▸ Material provided
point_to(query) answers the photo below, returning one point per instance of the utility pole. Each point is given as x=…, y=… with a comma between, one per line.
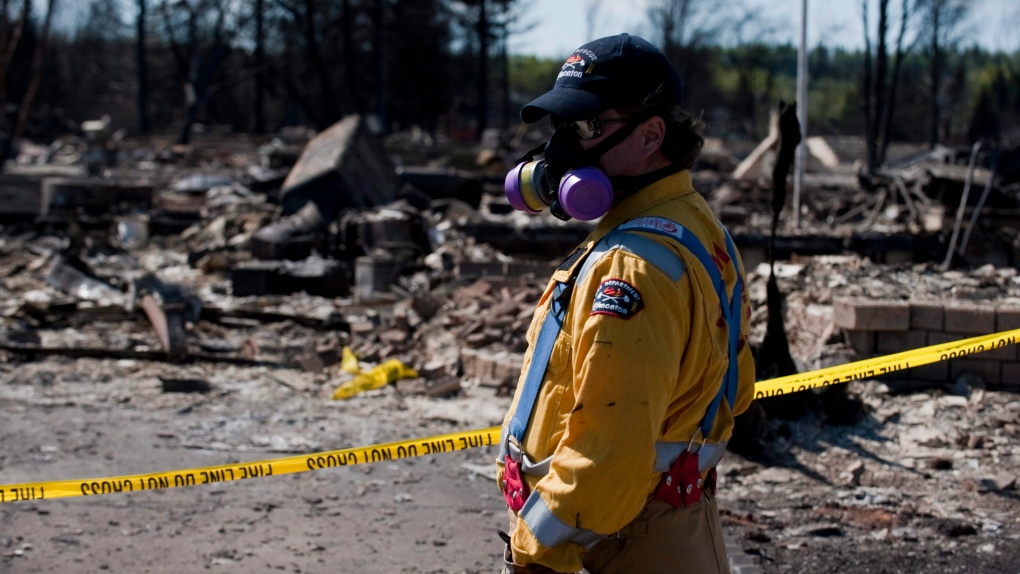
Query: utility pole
x=802, y=113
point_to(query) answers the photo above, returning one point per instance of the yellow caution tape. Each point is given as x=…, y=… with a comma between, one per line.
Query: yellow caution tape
x=470, y=438
x=256, y=469
x=883, y=365
x=376, y=377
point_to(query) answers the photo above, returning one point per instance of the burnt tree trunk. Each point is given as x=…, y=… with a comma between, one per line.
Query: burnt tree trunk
x=886, y=125
x=260, y=62
x=482, y=88
x=142, y=70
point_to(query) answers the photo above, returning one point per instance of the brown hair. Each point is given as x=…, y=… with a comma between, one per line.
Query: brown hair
x=684, y=132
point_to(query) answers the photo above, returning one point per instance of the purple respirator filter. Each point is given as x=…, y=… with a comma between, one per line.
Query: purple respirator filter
x=512, y=187
x=585, y=194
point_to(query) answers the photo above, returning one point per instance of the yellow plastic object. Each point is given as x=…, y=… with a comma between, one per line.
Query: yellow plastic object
x=349, y=363
x=374, y=378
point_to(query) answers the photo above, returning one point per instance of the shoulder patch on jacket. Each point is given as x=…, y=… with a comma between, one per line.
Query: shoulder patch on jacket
x=617, y=298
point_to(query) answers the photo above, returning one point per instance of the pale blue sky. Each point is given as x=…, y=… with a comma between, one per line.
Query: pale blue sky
x=561, y=25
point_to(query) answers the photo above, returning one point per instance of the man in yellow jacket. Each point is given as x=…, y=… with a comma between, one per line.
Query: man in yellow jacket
x=638, y=358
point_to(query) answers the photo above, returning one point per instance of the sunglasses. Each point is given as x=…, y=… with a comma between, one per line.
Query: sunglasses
x=585, y=128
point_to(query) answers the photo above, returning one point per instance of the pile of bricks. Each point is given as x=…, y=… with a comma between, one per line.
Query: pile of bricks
x=882, y=327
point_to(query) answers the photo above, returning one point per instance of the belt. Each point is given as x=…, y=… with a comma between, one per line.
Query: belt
x=665, y=455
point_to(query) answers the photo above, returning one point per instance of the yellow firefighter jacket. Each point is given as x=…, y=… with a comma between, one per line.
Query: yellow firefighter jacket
x=622, y=380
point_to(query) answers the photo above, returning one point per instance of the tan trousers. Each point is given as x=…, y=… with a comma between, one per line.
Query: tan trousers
x=664, y=539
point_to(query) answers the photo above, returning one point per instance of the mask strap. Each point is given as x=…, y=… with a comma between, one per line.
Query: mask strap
x=530, y=155
x=611, y=142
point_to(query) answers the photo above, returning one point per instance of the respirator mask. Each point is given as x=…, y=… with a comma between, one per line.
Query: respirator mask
x=567, y=181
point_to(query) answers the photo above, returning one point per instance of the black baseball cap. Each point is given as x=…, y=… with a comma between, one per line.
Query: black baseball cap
x=605, y=72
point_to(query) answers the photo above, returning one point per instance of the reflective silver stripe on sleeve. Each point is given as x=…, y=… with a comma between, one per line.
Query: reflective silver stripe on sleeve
x=550, y=530
x=667, y=453
x=657, y=254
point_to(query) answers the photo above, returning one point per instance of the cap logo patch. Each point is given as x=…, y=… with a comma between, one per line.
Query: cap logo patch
x=576, y=60
x=617, y=298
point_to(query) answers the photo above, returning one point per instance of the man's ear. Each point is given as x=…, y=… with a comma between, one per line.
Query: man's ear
x=653, y=135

▸ Exercise objective
Only the text of the records belongs in the answer, printed exactly and without pictures.

▸ Output of the exercise
point_to(query) answers the photo below, returning one point per instance of the utility pole. Each point is given as x=…, y=… with a comma between, one per line.
Query: utility pole
x=802, y=113
point_to(query) answers the photo above, returning one point per instance of the yellow caution tape. Each point is given as x=…, y=… with a comma between, one per line.
Query: yellow caution tape
x=470, y=438
x=256, y=469
x=883, y=365
x=376, y=377
point_to(query) answers the photo above, returning one point per instance of the burnt tree trunk. Each point is given as x=…, y=… with a comma between, one per line.
Query: burnt tree trunk
x=886, y=125
x=260, y=62
x=482, y=88
x=142, y=70
point_to(query) answers the photo above, returning one point per instance of the brown hair. Each point is given as x=…, y=… with a comma between, one per line.
Query: brown hair
x=684, y=132
point_to(query) answers the photo above, returning one point per instance of the purple respirator filter. Each point is given as x=…, y=… with a comma between, one per line.
Query: purple respirator filter
x=512, y=187
x=585, y=194
point_to(query) answers the photo above, returning one point per instance of the yellow plastic object. Each point is given as x=…, y=… with a comma between, one per line.
Query: yellow plastic object
x=349, y=363
x=374, y=378
point_to(query) answers the photo above, returning one point per instance of the shoulder patch on jacket. Each point is given as x=…, y=… with a comma between, one per line.
Query: shoulder patch on jacket
x=617, y=298
point_to(query) answers the photo above, returning one point per instance of the pale blue sky. Each point is given as x=…, y=… with a comma between, one per line.
Query: pale blue sky
x=561, y=25
point_to(query) answers the photo above, returning one point per instance of the man in yellow jacket. Each point is given as x=…, y=… with a comma between, one per line.
Query: man in yellow jacket
x=638, y=358
point_to(query) answers the photo above, returning one point per instance of the sunglasses. Each point is given as x=…, y=… with a comma between, one per line.
Query: sunglasses
x=585, y=128
point_to(query) answers the photo above, returning one point per instance of the pile of bricks. Each point is given as x=…, y=… with a comma between, one per line.
Query: pile of bricks
x=882, y=327
point_to(query) answers the photo above, returning one point per instance of the belt. Each point is given as x=…, y=… with a comma between, one per line.
Query: belt
x=665, y=455
point_to(query) answers the photo above, returning one point per instance of the yellow firefighter jacket. Each point is given as x=…, y=… with a comma between, one per line.
Query: yellow firefighter jacket
x=622, y=380
point_to(query) answers the photo above, returning one point per instance of the tan trousers. Each point is given as x=…, y=… with a comma between, one per line.
Query: tan trousers
x=664, y=539
point_to(query) answers the photo above, returning one point per instance of the mask strap. Each point is given as x=…, y=… with a comma between, one per line.
Query: mask strap
x=530, y=155
x=611, y=142
point_to(query) answers the photo above, returning one point per instance of the respirator mask. Each point is given as x=…, y=… with a comma between, one per line.
Query: respirator mask
x=567, y=181
point_to(query) answers the photo above, returning one point per instance of the black baseball cap. Each point is given as x=…, y=… with a comma between, one per line.
Query: black baseball cap
x=605, y=72
point_to(query) answers the photo above, returning one point per instance of the reflective silver stripe on sleeve. Each point is given as x=…, y=… with a comma between, one per line.
Query: reflective silver stripe on sleeve
x=550, y=530
x=667, y=453
x=657, y=254
point_to(query) answers the photo above, returning one point per instance of the cap logo patch. Each point is given as x=…, y=… with a comma between, one per line.
Query: cap logo patch
x=576, y=60
x=617, y=298
point_to(query) answers the photo above, returning one point per instance of the man's ear. Each point is given as x=…, y=… with a comma between, one per line.
Query: man's ear
x=653, y=135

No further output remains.